Task to carry out - Please rewrite the stretch of the data from the line containing "Phrase: side mirror" through the end of the data, keeping every line and scaling each point coordinate by 0.65, rounded to the nearest whole number with halves rounded up.

(Location annotation dataset excerpts)
————————

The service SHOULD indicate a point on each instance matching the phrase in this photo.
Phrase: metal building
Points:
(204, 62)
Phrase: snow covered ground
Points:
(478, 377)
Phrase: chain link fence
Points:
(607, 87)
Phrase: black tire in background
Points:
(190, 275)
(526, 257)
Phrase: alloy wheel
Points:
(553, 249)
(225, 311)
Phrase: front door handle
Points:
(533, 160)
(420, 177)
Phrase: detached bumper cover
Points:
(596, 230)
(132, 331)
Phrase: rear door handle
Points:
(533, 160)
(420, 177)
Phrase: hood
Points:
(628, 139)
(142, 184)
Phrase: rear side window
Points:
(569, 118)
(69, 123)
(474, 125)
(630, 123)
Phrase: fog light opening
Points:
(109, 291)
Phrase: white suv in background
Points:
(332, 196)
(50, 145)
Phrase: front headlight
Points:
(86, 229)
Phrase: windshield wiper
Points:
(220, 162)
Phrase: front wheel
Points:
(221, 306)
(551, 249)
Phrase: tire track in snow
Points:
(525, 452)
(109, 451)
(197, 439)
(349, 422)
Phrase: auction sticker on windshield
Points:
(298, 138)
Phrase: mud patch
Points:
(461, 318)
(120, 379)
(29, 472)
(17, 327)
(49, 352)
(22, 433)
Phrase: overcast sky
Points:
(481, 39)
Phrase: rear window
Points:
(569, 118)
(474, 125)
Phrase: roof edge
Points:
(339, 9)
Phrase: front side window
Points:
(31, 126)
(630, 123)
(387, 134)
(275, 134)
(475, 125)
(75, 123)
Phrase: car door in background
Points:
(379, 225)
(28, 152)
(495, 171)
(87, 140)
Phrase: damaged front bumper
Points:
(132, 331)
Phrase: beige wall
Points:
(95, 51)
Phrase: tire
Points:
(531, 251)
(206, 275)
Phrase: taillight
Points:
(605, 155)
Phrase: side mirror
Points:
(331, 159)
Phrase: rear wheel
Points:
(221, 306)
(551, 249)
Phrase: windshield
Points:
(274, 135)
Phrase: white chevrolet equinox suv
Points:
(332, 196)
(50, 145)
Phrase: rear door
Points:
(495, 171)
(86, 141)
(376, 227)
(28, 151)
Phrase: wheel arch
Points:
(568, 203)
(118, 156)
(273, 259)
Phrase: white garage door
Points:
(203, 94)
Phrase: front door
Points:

————————

Solution to this problem -
Phrase: side mirror
Points:
(215, 103)
Phrase: rear wheel
Points:
(144, 199)
(358, 162)
Phrase: windshield
Points:
(178, 88)
Phrase: white chevrolet equinox suv
Points:
(216, 127)
(33, 94)
Phrase: rear door
Points:
(322, 111)
(56, 92)
(244, 148)
(18, 98)
Phrase: wheel arch
Points:
(369, 132)
(77, 101)
(177, 168)
Phrase: white garage door
Points:
(132, 61)
Phrase: front door
Points:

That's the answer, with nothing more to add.